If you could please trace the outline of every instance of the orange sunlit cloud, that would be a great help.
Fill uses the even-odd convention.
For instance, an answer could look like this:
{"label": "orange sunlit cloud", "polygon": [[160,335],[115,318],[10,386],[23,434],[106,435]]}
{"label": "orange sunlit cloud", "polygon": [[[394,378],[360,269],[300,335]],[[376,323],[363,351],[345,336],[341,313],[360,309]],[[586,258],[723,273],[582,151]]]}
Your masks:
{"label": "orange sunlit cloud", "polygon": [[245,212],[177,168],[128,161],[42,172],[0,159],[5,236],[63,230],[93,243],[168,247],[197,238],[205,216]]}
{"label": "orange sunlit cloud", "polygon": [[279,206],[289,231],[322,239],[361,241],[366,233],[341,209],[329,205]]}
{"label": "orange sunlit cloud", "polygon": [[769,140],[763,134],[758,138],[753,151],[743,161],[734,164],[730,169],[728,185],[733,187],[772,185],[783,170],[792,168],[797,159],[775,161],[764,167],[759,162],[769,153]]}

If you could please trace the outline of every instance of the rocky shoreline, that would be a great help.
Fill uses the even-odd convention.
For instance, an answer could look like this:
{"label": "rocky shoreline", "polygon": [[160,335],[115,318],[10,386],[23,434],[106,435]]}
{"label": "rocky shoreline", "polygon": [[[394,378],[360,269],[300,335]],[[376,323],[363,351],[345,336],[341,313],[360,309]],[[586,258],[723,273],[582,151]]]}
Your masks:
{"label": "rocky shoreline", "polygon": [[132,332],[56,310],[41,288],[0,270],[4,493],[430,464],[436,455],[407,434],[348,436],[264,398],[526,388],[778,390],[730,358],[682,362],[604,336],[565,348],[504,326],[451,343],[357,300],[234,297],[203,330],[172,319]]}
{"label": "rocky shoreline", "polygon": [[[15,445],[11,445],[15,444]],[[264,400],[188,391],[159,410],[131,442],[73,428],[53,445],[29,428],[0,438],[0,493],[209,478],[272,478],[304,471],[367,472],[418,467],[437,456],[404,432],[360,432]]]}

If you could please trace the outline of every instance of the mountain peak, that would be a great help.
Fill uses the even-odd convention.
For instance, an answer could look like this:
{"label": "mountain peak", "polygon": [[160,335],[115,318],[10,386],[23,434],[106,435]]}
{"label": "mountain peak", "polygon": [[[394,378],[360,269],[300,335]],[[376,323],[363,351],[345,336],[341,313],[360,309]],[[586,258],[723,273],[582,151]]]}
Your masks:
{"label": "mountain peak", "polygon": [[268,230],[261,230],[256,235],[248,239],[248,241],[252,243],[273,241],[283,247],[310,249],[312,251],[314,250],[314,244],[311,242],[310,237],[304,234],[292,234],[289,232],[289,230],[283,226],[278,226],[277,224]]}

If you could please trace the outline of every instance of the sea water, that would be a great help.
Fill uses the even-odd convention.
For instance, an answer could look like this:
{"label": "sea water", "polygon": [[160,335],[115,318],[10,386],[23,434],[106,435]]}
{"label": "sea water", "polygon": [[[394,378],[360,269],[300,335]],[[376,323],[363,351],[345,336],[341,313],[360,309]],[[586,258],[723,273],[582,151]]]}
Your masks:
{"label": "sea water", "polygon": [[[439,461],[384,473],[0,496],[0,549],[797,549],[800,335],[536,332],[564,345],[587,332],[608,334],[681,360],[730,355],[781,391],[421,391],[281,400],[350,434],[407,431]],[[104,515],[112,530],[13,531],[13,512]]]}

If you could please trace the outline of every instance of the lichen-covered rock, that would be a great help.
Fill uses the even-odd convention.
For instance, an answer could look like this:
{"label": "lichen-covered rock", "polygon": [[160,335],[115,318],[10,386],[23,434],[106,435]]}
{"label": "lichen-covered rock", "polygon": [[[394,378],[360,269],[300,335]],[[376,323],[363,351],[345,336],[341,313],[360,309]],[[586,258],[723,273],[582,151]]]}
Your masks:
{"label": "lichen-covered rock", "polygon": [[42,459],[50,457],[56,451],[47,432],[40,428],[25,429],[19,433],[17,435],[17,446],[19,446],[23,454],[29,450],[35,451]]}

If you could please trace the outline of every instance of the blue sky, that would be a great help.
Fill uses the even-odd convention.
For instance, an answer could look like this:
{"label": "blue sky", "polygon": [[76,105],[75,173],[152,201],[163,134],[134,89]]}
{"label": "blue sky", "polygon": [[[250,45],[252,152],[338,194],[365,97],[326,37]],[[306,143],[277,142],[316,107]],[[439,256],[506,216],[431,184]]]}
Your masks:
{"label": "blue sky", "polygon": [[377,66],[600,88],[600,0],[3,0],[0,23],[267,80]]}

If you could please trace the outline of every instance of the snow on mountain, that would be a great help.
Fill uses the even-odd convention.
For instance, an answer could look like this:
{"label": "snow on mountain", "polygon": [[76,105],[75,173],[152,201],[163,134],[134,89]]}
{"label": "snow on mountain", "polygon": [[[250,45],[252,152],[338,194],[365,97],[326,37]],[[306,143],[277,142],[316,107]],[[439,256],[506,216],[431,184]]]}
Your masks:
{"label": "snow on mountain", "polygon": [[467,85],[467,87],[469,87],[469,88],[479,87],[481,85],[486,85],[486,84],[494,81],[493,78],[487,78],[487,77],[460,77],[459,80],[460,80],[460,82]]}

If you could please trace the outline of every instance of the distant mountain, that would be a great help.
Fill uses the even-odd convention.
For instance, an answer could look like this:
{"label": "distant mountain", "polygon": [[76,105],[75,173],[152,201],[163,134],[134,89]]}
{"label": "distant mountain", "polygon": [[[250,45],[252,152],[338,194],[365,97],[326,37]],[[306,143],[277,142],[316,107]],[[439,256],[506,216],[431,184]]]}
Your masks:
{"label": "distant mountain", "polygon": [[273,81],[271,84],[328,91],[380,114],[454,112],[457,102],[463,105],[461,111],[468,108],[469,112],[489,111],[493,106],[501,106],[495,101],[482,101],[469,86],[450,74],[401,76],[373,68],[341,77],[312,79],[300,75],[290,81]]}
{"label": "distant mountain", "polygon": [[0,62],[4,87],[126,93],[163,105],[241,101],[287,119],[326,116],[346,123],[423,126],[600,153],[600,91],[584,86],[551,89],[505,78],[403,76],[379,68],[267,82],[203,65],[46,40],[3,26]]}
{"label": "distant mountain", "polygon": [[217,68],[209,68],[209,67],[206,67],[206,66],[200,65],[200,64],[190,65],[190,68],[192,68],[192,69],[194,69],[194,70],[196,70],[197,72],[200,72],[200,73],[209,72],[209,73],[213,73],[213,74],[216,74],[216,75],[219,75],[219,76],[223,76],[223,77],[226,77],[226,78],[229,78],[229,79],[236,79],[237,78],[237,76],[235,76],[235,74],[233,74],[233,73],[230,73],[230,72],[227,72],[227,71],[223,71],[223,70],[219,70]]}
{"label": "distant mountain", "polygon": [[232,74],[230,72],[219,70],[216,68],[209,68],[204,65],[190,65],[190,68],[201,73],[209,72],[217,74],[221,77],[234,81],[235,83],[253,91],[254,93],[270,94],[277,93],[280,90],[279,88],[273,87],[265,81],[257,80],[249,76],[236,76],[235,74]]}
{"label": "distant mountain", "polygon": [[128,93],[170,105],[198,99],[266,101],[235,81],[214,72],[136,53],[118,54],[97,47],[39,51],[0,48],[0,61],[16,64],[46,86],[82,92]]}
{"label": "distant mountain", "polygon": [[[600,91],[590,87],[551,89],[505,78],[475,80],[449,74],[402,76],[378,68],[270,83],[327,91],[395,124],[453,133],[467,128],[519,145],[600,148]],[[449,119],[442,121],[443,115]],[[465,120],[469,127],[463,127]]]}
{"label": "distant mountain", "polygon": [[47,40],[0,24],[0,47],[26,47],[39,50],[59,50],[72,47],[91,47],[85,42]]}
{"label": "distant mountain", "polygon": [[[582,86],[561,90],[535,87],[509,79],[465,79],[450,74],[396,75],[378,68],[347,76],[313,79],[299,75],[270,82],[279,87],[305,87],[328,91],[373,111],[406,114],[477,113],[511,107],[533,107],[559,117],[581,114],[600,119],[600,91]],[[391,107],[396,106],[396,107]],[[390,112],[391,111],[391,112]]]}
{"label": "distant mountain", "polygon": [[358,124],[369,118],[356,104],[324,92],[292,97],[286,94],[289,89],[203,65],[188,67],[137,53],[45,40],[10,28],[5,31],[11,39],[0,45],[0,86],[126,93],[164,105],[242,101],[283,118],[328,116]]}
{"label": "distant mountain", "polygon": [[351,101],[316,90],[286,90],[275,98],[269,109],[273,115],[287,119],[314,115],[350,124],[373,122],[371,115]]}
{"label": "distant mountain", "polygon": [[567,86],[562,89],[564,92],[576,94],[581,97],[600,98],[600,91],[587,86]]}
# # #
[YOUR TASK] Of the lines above, show those in which "that" appears.

[EXERCISE SOLUTION]
If you could please trace the outline of every instance of the orange sunlit cloud, that would be a great help.
If you could please trace the outline of every instance of the rocky shoreline, that would be a great help.
If you could please trace the outline of every instance of the mountain peak, that would be a great help.
If you could please trace the outline of every instance of the sea water, that would be a great help.
If you could please trace the outline of every instance of the lichen-covered rock, that would be a great help.
If you could please trace the outline of every instance of the blue sky, that would be a great help.
If you could please trace the outline of every instance of the snow on mountain, that would be a great help.
If you could please trace the outline of every instance of the distant mountain, that would be a great help.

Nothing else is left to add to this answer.